Extract each line of the listing below that contains the string "stamp", matching its case exactly.

-- start of TASK DATA --

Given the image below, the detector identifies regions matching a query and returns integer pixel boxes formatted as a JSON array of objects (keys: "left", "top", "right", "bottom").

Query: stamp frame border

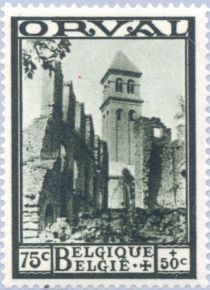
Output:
[
  {"left": 11, "top": 16, "right": 196, "bottom": 279},
  {"left": 1, "top": 3, "right": 208, "bottom": 286}
]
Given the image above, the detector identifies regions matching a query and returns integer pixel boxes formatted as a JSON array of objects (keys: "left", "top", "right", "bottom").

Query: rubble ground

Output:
[{"left": 40, "top": 208, "right": 187, "bottom": 244}]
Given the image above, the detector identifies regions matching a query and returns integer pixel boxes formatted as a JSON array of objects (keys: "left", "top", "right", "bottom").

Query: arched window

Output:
[
  {"left": 127, "top": 80, "right": 135, "bottom": 94},
  {"left": 116, "top": 109, "right": 123, "bottom": 121},
  {"left": 128, "top": 110, "right": 136, "bottom": 121},
  {"left": 116, "top": 79, "right": 123, "bottom": 92},
  {"left": 73, "top": 160, "right": 79, "bottom": 194}
]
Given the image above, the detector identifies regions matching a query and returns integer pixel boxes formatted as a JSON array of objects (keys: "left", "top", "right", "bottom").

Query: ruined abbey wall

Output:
[{"left": 23, "top": 64, "right": 108, "bottom": 239}]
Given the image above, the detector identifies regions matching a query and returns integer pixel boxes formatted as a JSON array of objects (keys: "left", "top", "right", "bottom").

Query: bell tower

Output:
[{"left": 100, "top": 51, "right": 143, "bottom": 165}]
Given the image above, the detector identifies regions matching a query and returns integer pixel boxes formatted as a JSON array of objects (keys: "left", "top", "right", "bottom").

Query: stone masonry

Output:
[
  {"left": 23, "top": 63, "right": 108, "bottom": 240},
  {"left": 100, "top": 52, "right": 186, "bottom": 209}
]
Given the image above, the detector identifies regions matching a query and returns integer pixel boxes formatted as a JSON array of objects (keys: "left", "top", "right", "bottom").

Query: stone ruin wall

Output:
[
  {"left": 134, "top": 117, "right": 186, "bottom": 208},
  {"left": 23, "top": 65, "right": 108, "bottom": 241}
]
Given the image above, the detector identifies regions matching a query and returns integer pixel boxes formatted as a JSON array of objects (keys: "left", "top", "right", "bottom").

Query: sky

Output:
[{"left": 22, "top": 38, "right": 185, "bottom": 139}]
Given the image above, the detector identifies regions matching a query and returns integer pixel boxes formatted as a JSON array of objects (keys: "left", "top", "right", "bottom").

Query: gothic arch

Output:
[
  {"left": 115, "top": 78, "right": 123, "bottom": 92},
  {"left": 127, "top": 80, "right": 135, "bottom": 94}
]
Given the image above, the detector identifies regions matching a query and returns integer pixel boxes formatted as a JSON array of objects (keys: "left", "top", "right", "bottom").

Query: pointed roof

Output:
[
  {"left": 110, "top": 51, "right": 140, "bottom": 73},
  {"left": 101, "top": 51, "right": 141, "bottom": 84}
]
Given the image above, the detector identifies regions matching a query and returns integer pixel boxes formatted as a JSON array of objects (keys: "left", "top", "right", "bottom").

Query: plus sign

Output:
[
  {"left": 139, "top": 260, "right": 152, "bottom": 271},
  {"left": 169, "top": 249, "right": 177, "bottom": 257}
]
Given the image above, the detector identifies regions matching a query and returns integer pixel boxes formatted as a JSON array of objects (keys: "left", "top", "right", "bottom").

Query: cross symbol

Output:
[
  {"left": 169, "top": 249, "right": 177, "bottom": 257},
  {"left": 139, "top": 260, "right": 152, "bottom": 271}
]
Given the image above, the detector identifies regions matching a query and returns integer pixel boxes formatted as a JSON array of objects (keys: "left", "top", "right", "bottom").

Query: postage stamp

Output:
[{"left": 1, "top": 4, "right": 208, "bottom": 287}]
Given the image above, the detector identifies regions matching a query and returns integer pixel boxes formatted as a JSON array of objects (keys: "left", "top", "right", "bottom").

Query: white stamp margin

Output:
[{"left": 2, "top": 4, "right": 209, "bottom": 288}]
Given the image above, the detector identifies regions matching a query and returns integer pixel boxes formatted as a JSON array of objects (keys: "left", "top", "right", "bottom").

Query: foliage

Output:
[{"left": 22, "top": 39, "right": 71, "bottom": 79}]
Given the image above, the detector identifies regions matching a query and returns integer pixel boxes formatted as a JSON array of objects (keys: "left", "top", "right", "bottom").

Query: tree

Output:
[{"left": 22, "top": 39, "right": 71, "bottom": 79}]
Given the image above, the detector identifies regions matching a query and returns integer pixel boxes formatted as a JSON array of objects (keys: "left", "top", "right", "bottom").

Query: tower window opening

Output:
[
  {"left": 128, "top": 110, "right": 136, "bottom": 121},
  {"left": 127, "top": 80, "right": 135, "bottom": 94},
  {"left": 116, "top": 109, "right": 123, "bottom": 121},
  {"left": 73, "top": 160, "right": 79, "bottom": 194},
  {"left": 116, "top": 79, "right": 123, "bottom": 92},
  {"left": 153, "top": 128, "right": 163, "bottom": 138}
]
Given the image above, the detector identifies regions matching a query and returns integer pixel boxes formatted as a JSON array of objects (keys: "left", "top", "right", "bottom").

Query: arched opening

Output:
[
  {"left": 60, "top": 145, "right": 66, "bottom": 172},
  {"left": 45, "top": 203, "right": 54, "bottom": 226},
  {"left": 128, "top": 110, "right": 136, "bottom": 121},
  {"left": 116, "top": 109, "right": 123, "bottom": 121},
  {"left": 116, "top": 79, "right": 123, "bottom": 92},
  {"left": 73, "top": 160, "right": 79, "bottom": 194},
  {"left": 127, "top": 80, "right": 135, "bottom": 94}
]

-- end of TASK DATA --

SOLUTION TO THE PROBLEM
Query: stamp frame border
Query: postage stamp
Query: white stamp margin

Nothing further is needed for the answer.